_DATASET ENTRIES_.
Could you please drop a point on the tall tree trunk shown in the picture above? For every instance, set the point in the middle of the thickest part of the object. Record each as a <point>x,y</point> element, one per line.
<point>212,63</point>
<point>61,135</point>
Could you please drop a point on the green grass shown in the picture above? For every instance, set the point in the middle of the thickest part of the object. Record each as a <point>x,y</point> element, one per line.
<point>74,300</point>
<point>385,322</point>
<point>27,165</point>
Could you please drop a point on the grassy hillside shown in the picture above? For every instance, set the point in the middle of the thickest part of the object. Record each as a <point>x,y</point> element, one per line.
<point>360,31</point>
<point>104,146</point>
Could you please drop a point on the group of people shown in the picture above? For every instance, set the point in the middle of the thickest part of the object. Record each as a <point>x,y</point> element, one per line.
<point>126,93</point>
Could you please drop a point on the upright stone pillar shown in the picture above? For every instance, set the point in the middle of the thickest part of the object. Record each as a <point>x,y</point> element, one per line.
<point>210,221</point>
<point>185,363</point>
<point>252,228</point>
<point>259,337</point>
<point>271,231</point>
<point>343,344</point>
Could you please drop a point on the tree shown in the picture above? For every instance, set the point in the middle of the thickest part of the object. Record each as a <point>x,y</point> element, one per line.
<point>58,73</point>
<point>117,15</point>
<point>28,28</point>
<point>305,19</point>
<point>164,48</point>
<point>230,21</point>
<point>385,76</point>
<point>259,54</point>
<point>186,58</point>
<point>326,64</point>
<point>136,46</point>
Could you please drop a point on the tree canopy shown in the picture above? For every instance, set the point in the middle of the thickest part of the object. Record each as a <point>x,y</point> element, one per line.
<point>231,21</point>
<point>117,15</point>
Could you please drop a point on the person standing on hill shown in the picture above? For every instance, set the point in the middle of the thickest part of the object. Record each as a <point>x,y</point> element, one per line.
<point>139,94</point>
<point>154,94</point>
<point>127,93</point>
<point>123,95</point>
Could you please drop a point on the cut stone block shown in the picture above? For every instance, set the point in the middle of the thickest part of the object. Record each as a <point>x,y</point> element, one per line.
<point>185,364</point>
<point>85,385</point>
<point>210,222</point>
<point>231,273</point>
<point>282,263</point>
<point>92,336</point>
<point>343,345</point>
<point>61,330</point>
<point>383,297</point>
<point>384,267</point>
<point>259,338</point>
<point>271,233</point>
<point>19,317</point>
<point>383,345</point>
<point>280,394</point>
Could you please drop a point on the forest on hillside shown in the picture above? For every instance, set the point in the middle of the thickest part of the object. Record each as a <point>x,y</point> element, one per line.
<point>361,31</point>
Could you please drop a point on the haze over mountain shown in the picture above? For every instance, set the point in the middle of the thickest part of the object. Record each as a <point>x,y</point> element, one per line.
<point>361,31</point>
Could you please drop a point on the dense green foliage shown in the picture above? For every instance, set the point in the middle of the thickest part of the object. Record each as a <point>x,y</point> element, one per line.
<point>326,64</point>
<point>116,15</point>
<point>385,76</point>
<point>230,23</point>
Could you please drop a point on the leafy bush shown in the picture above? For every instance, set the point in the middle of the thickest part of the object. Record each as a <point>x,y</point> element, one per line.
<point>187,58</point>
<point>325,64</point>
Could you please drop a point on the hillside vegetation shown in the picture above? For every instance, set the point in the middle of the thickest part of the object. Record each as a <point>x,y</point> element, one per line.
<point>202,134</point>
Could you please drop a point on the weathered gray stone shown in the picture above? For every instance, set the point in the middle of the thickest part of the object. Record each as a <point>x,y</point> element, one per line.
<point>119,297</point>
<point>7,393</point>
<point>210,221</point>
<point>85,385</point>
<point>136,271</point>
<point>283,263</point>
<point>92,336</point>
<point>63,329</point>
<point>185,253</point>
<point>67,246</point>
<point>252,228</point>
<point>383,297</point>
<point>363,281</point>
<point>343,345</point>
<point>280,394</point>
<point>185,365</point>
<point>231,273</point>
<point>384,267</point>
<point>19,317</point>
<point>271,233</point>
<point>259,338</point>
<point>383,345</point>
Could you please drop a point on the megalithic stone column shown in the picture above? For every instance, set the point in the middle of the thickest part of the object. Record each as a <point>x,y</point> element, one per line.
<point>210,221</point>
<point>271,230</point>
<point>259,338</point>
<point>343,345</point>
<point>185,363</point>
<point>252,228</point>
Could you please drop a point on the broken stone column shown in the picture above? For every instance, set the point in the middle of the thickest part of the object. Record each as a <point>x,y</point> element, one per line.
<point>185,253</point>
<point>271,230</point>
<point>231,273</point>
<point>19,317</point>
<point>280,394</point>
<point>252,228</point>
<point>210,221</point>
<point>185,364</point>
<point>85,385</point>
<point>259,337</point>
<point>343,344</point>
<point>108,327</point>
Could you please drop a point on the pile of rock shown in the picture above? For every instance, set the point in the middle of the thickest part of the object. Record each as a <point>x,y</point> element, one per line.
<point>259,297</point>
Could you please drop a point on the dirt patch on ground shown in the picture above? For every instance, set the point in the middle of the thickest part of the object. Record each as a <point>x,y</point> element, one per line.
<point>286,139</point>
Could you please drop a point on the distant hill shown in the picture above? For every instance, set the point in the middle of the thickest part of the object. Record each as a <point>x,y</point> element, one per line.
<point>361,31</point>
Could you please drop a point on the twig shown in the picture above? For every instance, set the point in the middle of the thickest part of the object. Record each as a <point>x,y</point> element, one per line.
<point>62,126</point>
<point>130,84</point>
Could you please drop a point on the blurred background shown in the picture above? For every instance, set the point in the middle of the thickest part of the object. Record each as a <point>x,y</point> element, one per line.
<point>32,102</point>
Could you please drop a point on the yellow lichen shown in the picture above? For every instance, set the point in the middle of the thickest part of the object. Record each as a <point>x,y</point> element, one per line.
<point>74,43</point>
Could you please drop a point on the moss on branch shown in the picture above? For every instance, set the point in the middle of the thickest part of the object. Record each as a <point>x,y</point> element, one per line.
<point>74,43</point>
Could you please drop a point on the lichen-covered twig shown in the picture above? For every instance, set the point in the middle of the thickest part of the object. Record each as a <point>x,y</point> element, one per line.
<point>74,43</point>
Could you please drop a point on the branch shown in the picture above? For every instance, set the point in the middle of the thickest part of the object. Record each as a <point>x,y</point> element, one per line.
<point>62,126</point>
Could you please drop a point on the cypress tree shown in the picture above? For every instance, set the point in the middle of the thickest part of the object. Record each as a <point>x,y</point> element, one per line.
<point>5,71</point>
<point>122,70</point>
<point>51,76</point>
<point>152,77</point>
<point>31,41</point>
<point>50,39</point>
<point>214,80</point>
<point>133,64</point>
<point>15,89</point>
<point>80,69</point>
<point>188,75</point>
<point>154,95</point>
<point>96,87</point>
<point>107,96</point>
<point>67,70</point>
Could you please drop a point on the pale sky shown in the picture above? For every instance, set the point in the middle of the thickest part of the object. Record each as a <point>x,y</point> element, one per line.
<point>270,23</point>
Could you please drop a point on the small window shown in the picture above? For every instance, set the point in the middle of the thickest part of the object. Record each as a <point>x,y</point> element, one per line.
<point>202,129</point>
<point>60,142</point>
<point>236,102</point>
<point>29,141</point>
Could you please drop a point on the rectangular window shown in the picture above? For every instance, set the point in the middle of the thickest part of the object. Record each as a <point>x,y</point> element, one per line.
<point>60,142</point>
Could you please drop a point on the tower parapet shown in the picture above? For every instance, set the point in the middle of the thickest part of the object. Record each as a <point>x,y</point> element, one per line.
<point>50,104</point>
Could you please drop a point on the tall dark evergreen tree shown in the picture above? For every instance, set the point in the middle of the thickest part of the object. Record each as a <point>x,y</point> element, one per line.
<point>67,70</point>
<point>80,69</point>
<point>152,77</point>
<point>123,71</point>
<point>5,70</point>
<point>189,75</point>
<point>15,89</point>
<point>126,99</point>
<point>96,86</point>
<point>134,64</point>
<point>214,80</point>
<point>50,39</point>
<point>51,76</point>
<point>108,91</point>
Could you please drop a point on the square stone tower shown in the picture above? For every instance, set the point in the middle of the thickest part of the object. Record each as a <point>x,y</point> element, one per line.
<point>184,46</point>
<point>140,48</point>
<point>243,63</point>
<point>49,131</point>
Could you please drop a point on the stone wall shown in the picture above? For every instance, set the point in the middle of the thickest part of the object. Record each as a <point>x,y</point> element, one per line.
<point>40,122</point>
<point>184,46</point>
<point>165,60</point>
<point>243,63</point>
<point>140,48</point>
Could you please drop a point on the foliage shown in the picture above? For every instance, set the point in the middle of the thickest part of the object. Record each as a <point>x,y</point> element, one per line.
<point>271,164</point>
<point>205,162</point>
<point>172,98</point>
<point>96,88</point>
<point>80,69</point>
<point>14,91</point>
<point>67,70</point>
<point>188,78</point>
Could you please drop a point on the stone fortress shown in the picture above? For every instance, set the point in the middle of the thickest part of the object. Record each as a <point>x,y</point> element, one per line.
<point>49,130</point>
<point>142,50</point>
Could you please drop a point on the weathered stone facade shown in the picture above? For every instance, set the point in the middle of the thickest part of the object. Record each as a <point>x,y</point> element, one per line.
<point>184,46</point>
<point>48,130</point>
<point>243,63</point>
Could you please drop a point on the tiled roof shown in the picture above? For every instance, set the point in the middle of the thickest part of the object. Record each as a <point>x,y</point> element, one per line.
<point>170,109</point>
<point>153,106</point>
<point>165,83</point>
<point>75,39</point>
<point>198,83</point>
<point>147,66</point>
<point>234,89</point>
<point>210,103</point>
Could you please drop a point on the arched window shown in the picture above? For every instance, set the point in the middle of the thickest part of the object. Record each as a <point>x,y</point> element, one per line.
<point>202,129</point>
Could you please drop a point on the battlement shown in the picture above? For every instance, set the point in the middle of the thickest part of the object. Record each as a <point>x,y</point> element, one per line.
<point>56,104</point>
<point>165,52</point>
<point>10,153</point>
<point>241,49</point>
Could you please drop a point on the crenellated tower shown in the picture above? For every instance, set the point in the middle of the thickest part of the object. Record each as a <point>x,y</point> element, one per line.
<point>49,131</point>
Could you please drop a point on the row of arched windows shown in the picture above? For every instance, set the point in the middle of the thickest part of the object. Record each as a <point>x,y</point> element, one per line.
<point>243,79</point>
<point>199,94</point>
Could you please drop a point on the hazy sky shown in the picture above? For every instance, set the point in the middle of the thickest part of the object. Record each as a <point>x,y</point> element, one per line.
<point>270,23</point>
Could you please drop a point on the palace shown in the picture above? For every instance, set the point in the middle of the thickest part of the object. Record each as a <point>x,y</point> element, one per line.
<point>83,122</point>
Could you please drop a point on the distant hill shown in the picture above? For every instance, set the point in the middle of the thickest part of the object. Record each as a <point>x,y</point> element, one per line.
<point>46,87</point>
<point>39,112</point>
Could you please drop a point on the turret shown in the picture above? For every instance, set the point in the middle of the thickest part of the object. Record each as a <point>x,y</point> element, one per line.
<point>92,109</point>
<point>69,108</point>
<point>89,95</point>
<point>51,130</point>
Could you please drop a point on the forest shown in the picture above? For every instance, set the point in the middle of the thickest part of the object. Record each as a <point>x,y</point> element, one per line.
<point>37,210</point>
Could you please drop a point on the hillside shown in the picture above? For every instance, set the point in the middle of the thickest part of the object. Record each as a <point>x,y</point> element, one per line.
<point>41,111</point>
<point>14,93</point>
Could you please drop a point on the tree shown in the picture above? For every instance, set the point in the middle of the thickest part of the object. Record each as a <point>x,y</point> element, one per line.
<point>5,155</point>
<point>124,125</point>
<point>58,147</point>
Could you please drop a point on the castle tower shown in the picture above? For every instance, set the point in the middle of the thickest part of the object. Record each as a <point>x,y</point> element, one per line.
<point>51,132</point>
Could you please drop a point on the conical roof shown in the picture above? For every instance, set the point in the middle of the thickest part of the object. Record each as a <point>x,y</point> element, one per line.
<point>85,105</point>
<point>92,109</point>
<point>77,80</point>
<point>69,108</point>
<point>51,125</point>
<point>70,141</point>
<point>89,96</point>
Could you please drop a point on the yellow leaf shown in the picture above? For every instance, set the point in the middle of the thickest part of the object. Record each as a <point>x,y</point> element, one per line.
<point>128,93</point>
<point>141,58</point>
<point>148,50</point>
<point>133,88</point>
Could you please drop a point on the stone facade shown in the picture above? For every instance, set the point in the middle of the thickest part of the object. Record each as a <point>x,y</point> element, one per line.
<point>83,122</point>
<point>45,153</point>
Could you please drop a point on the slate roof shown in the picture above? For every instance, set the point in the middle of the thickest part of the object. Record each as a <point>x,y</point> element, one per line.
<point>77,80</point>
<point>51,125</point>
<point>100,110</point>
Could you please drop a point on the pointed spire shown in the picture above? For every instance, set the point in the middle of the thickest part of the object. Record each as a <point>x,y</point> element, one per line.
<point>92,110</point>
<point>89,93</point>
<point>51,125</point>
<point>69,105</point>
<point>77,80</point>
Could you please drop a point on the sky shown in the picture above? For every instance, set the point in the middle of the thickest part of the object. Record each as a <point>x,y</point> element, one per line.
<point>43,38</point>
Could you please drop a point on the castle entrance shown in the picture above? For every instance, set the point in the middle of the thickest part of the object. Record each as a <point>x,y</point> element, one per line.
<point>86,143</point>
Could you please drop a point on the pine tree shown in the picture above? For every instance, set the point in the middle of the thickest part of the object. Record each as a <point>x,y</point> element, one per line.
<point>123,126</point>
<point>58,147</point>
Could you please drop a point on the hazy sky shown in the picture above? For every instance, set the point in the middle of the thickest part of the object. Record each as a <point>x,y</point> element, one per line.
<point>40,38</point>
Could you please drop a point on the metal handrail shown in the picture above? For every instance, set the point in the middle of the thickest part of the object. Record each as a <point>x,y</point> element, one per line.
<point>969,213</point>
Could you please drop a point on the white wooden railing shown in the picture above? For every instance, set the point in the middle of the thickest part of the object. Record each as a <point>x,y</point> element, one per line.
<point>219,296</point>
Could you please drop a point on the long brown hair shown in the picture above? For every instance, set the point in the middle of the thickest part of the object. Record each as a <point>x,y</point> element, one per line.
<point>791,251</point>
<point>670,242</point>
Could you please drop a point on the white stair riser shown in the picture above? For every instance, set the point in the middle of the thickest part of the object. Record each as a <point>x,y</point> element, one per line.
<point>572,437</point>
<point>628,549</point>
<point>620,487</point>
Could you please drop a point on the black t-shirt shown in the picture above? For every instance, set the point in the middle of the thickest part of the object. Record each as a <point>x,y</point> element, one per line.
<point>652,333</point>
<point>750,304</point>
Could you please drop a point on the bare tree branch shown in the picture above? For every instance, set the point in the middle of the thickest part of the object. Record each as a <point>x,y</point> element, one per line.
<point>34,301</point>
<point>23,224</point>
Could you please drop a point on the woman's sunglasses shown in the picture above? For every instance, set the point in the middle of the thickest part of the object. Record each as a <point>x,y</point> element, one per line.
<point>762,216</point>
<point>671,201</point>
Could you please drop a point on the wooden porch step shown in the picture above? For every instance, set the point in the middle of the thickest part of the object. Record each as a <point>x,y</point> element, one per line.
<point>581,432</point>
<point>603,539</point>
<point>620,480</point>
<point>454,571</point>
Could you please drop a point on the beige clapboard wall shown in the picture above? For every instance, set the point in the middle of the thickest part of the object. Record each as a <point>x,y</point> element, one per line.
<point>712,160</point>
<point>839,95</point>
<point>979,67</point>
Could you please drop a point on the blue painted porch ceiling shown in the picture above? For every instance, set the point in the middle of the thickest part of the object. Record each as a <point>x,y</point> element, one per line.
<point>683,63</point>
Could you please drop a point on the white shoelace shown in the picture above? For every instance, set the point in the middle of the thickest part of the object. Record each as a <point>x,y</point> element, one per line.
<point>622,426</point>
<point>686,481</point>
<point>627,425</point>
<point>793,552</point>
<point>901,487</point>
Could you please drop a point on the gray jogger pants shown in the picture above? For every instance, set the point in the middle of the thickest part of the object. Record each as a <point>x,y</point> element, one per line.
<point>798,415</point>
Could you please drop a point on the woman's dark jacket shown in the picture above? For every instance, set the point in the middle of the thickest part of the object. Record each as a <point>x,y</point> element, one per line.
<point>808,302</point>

_WHAT IS REQUIRED_. Copy everything from the line containing "Could you please drop a point on the black" down to the line containing "<point>750,304</point>". Replace "t-shirt" with "polo shirt" and leave everything else unchanged.

_EXERCISE RESPONSE_.
Could you please drop a point on the black polo shirt shown in the picture above? For every instance, set the point in the middle of the thickest part of the object. Record each as a <point>x,y</point> element, one per line.
<point>652,333</point>
<point>750,304</point>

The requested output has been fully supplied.